# TO BE DONE
Rewrite the stretch from the line containing "[segment] <item>green foliage</item>" through the end of the entries, both ends included, swapping "even-odd" for "nonzero" and changing nothing else. Return only those lines.

# INPUT DATA
--------------------

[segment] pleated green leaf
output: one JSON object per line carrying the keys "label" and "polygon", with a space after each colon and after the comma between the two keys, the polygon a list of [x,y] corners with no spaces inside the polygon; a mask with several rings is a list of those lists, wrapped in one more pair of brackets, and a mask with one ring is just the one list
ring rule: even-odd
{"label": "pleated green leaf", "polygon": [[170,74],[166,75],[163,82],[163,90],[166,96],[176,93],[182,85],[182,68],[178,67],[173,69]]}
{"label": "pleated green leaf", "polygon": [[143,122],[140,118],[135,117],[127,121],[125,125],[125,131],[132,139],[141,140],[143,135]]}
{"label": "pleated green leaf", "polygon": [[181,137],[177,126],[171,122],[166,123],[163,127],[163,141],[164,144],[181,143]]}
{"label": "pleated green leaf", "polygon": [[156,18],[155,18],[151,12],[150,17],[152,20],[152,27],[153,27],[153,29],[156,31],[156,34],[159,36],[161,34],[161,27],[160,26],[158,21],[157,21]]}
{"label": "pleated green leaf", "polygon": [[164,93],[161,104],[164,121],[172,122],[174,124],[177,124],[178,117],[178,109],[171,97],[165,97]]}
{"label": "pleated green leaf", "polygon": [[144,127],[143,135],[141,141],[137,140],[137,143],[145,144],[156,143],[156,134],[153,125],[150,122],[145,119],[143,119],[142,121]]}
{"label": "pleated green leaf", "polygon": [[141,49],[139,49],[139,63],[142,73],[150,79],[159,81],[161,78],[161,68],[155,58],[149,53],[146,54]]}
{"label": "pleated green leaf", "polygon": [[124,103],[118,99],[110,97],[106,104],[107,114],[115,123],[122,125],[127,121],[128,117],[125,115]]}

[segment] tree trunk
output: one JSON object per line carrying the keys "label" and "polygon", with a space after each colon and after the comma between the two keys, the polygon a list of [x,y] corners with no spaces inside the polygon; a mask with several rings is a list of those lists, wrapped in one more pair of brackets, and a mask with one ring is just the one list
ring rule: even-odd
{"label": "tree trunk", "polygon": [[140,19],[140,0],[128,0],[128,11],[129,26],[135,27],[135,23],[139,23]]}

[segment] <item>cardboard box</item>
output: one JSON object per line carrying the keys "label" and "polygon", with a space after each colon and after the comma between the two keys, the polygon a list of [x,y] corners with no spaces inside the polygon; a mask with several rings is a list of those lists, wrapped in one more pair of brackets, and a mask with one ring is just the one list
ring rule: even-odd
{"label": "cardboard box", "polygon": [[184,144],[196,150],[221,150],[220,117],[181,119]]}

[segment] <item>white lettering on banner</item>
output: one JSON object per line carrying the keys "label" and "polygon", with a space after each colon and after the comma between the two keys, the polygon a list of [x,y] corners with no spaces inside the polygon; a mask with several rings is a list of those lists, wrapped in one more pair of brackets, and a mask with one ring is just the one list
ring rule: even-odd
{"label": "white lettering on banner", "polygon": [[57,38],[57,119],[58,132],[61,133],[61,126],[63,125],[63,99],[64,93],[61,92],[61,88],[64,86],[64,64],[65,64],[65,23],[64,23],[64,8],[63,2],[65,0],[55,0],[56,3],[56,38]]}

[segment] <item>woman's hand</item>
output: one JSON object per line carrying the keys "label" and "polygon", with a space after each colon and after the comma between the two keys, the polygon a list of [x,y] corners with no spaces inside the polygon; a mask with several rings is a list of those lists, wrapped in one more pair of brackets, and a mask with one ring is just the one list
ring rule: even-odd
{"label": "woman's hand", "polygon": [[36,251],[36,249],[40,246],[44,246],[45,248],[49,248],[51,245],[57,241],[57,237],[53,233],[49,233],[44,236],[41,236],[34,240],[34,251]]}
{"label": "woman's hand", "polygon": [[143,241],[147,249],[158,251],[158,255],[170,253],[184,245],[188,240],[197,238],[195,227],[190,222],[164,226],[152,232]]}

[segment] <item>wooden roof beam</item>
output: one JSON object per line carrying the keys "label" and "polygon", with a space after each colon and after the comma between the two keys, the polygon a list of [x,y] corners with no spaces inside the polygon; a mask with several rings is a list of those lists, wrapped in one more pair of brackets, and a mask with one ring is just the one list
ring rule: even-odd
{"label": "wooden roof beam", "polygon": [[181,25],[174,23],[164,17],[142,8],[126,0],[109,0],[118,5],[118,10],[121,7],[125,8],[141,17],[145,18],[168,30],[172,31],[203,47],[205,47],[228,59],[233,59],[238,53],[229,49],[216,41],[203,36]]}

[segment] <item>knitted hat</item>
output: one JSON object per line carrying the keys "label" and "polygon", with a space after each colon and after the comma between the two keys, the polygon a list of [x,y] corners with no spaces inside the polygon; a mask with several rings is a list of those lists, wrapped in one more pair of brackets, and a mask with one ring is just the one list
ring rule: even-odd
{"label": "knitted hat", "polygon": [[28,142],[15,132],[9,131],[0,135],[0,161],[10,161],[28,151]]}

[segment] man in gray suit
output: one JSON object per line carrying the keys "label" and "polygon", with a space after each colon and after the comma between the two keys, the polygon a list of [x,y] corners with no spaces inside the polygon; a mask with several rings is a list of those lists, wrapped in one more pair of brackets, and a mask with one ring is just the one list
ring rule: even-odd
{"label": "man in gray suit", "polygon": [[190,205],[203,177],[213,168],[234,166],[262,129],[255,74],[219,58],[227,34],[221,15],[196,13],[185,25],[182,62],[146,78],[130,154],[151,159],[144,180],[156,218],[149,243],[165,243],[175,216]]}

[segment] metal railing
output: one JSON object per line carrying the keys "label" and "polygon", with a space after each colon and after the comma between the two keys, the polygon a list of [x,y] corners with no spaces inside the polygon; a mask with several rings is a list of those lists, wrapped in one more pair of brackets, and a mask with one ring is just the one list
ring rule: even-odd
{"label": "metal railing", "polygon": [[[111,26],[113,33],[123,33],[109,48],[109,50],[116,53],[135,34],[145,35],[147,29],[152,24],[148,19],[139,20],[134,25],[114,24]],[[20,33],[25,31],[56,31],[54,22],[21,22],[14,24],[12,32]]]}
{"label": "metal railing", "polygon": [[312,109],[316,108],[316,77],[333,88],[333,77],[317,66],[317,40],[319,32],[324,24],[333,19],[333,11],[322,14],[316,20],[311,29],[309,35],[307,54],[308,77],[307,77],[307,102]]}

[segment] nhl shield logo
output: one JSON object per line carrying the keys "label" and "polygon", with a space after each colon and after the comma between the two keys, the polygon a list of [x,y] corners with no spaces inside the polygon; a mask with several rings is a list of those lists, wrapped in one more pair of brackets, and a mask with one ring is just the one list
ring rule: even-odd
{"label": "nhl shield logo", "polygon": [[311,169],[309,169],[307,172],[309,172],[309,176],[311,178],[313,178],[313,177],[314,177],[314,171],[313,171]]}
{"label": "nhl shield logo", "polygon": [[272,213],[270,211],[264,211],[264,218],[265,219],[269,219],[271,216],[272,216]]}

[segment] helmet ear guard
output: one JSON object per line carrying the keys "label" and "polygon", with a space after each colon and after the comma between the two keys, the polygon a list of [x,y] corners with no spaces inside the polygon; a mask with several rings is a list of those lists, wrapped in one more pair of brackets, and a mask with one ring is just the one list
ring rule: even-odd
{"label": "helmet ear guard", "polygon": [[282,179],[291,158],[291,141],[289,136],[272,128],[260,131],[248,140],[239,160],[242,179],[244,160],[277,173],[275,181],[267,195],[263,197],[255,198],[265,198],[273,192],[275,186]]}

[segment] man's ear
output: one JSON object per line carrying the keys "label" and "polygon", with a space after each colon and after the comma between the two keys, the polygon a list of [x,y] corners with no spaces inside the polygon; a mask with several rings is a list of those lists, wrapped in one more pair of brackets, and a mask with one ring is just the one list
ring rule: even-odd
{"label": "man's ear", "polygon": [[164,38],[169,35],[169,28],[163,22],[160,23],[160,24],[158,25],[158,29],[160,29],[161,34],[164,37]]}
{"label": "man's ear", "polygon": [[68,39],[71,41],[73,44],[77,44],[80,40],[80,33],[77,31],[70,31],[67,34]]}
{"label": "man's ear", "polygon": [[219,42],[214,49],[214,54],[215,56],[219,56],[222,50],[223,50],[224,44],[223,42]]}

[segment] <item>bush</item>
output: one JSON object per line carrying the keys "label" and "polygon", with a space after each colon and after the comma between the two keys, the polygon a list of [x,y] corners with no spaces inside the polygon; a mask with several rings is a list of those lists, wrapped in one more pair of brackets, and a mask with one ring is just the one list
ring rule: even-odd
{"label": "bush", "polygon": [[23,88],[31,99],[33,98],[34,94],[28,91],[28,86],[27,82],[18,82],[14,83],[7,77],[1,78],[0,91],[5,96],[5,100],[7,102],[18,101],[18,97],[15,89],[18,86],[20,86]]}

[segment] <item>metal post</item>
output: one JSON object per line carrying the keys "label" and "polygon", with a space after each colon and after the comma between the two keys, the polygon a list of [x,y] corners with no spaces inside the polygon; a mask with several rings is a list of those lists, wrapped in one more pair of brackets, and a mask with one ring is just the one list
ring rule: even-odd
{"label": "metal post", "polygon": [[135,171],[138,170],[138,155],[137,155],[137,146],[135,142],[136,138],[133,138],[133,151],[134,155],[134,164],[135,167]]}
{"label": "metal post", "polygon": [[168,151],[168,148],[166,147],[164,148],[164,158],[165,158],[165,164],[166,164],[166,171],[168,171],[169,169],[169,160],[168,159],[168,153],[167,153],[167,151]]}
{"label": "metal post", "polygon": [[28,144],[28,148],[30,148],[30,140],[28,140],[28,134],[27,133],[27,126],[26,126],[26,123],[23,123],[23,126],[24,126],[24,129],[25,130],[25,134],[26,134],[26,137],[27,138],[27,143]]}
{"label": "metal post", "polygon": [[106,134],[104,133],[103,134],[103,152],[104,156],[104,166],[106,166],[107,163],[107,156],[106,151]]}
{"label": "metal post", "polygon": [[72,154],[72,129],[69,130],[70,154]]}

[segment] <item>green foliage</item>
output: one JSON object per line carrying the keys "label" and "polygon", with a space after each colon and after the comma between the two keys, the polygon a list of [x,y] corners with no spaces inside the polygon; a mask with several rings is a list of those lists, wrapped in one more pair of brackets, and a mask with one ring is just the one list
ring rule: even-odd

--------------------

# SOLUTION
[segment] <item>green foliage</item>
output: one JSON object per line carrying the keys "label" and "polygon", with a space after each colon and after the comma between the two keys, the polygon a list of [x,y] corners with no spaces inside the polygon; a mask with several rings is a list of those lists, wrapped in one more pair of brackets, and a mask with one ring is just the one list
ring rule: nonzero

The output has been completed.